[[ Records for this task, beginning ]]
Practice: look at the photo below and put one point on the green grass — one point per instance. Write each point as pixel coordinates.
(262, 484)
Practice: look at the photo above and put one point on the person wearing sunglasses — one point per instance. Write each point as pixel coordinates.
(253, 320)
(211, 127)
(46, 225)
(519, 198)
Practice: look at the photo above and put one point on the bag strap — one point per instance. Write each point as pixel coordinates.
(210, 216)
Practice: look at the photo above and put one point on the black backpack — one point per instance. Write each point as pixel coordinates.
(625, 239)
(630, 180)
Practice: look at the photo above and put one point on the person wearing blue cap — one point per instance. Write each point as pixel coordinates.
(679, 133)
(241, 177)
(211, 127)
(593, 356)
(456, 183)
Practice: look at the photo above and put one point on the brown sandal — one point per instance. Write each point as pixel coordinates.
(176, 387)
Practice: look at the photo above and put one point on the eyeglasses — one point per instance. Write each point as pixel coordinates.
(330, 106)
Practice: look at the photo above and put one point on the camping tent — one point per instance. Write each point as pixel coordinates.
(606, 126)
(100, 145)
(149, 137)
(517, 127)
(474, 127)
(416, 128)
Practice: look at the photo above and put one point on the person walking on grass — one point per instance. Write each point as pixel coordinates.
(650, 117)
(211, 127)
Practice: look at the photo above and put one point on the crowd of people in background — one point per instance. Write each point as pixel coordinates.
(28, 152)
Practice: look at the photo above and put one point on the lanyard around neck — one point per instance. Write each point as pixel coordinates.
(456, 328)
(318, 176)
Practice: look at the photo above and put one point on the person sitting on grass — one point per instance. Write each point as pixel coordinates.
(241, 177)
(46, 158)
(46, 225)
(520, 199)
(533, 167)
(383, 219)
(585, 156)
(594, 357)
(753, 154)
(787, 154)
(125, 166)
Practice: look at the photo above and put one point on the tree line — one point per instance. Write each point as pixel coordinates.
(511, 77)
[[ Records for this task, end ]]
Work order: Only the lines from the one containing "on the tree" through the end of the listing belong in the response, each reproduced exactly.

Task result:
Practice: look at the photo above and put one point on the tree line — one point per instance. Write each point as pixel coordinates.
(511, 77)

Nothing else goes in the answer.